Distal Airway Function Assessed by Oscillometry at Varying Respiratory Rate: Comparison with Dynamic Compliance

Figures & data

Table 1 Clinical characteristics; n = (53)

Age (yr):	43 ± 10
Male:	63%
Current Smokers:	4%
Past Smokers:	14%
Past disease:
Asthma	11%
Allergic rhinitis	23%
Morbid Obesity (BMI > 30)	24%
Pulmonary Function:
FEV1(%)	97 ± 16
FVC (%)	97 ± 17
FEV1 / FVC^†	84 ± 4
Raw^‡ (cmH20/L/s) n = 42	1.7 ± 0.6
TLC^§ (%) n = 44	95 ± 14

*Pulmonary function and compliance data are Mean ± SD expressed as percent of predicted.

^†FEV₁/FVC, ratio between forced expiratory volume in 1 second to forced vital capacity.

^‡R_aw, airway resistance assessed by plethysmography.

^§TLC, total lung capacity assessed by plethysmography.

Figure 1 Baseline impulse oscillometry parameters: R₂₀ (top panel), X₅ (center panel) and frequency dependent parameters: R_{5 − 20} and AX (bottom panel). The dotted line represents the published upper limit of normal for each parameter. Mean values ± SE are graphed pre (•) and post (◯) bronchodilator. Values were abnormal and returned toward normal following bronchodilator. *p < 0.001.

Figure 2 The relationship between R₂₀ obtained by oscillometry and R_L calculated from esophageal manometry is illustrated. A tight correlation between R₂₀ and R_L was demonstrated. Regression line is plotted (r = 0.74; p < 0.001).

Figure 3 X₅ during baseline breathing is plotted for each subject as a function of C_st,l (left panel) and C_dyn,1 at RR60 (right panel). The relationship between X₅ and lung compliance was assessed using a nonlinear inverse regression since reactance is a function of elastance (1/C). There is a statistically significant relationship between X₅ and C_st,l, but with a large variance. The relationship is highly significant when X₅ is related to C_dyn,1 at RR60.

### THE DATA
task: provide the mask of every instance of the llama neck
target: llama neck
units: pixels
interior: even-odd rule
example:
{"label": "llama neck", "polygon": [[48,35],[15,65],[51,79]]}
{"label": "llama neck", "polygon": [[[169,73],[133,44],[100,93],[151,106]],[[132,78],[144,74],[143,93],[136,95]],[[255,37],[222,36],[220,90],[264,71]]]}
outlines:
---
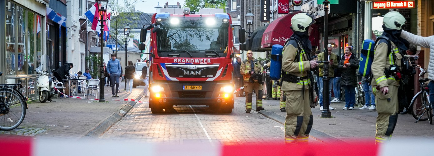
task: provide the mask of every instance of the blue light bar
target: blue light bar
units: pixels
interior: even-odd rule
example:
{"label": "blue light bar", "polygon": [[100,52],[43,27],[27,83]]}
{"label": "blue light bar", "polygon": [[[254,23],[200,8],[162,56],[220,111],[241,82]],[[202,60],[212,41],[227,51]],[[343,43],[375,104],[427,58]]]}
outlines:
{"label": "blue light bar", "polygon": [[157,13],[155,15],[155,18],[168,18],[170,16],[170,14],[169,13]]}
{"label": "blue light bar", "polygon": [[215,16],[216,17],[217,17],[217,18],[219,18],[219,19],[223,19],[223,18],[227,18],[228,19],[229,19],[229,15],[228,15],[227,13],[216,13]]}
--
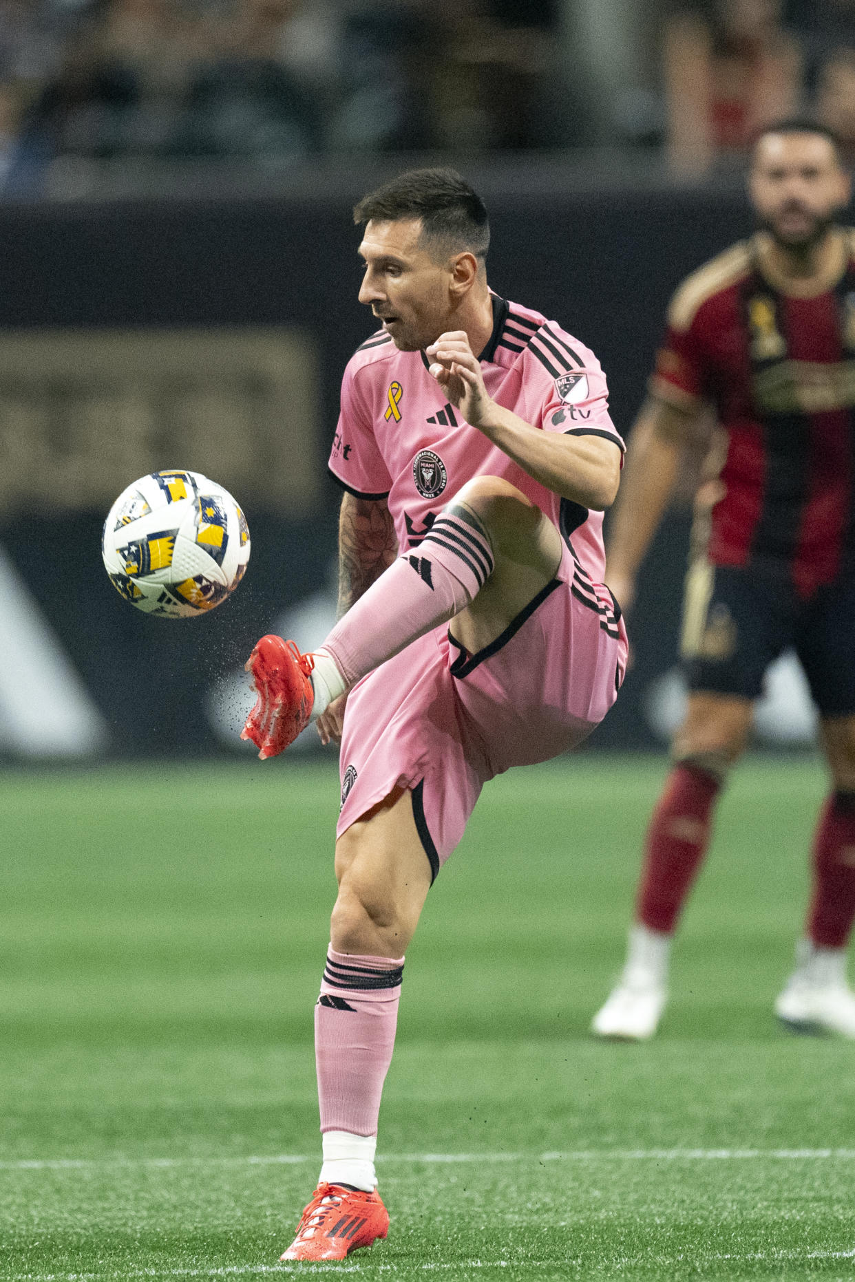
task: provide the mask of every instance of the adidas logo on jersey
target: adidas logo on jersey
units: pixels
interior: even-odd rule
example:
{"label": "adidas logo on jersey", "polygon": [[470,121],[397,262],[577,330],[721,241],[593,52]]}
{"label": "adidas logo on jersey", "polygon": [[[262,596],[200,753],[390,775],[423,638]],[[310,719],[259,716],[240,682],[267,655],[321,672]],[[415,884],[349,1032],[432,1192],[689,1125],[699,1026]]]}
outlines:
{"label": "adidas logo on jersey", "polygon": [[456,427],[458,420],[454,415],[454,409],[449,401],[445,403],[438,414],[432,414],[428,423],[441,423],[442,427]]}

### WORK REQUEST 1
In the oscillometry page extract, what correlation coefficient is reported for the relationship between R₂₀ and R_L?
### WORK REQUEST 2
Write the next part of the oscillometry page extract, continuing after its final sentence.

### RESPONSE 1
r = 0.74 (p < 0.001).

### RESPONSE 2
Figure 4 The top panel illustrates a tight correlation between AX and C_dyn,l/C_st,l at RR60 (power function regression). The bottom panel illustrates that the two frequency dependent oscillometric parameters (AX and R_{5 − 20}) are tightly correlated in a linear fashion.

Figure 5 Effects of increased respiratory rate on oscillometric parameters are shown for 18 normal (top 3 panels) and 53 symptomatic subjects (lower 3 panels). Mean data ± SE are presented pre (•) and post (◯) bronchodilator. The dotted line represents the published upper limit of normal for each parameter. Increased respiratory rate had minimal effect on oscillometric parameters in normal subjects. In contrast, in the 53 symptomatic subjects R₂₀ increased minimally, as in normal subjects, but frequency dependent parameters R_{5 − 20} and AX increased markedly. This enhancement was obliterated following bronchodilator administration despite elevated respiratory rate. Statistically significant increases at RR40 compared with baseline are illustrated as *p < 0.05.

Figure 6 The change in R₂₀ and AX at increased respiratory rate relative to baseline are shown for normal subjects (n = 18), subjects without FDC (n = 7) and with FDC (n = 46). R₂₀ increased minimally and with a similar magnitude in all groups. Conversely, AX increased significantly in subjects with FDC compared with both normal subjects and subjects without FDC. * p < 0.05.